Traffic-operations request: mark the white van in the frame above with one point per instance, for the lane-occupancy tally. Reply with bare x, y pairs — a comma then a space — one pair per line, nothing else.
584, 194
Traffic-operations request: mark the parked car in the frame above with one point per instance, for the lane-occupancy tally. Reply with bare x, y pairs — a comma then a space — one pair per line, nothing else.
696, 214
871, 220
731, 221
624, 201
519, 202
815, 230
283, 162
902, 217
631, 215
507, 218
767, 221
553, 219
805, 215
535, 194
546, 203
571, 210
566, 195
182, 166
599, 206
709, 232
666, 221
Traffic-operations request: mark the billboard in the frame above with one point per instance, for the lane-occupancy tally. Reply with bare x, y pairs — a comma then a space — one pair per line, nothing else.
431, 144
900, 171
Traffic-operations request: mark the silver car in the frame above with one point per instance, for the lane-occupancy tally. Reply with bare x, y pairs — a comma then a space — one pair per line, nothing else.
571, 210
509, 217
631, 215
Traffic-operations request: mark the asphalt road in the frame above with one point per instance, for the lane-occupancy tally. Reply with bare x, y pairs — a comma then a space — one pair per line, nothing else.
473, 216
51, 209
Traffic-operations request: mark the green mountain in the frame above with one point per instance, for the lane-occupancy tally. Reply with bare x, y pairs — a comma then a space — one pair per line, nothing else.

--- --- ---

◆ INSTRUCTIONS FOR THE TASK: Working through the records above, copy each one exactly.

◆ ANSWER FOR THE TASK:
Traffic-operations request: mark the white van in the frame above with one point per instance, for the lane-occupancy tally. Reply with bare x, y pairs — a comma then a space — one pair per line, nothing else.
584, 194
Traffic-operations request: mark the parked car in the frame above with one point per instance, for the lane-occupancy tally. Reply with bare x, y pairs — a comma then a space — one pair per line, nothing else.
696, 214
871, 220
731, 221
624, 201
519, 202
815, 230
283, 162
902, 217
631, 215
507, 218
767, 221
553, 219
805, 215
535, 194
546, 203
571, 210
566, 195
182, 166
599, 206
709, 232
666, 221
Traffic-operations request: mark the billboard in the frame above with one point per instance, for the lane-occupancy tally. Reply with bare x, y pairs — a comma then a space — one pair per line, nothing else.
431, 144
900, 171
Traffic-operations request: mark the silver car in the frame above with one point per instance, for the lane-occupancy tally. Reply with bare x, y pairs — a comma then a space — one pair per line, nothing else.
571, 210
509, 217
631, 215
Traffic-operations request: mark the asphalt road in the frame above with one point per instance, for the lane-occupancy tally. Reply with bare x, y pairs — a comma then a space — one pair per line, nothing else.
473, 216
51, 209
Traffic-operations request: mark the green mountain in the frame above with one point per instance, for the lane-occupancy tally. Reply with bare x, y pairs — a comma then a space — one pair per line, nothing else.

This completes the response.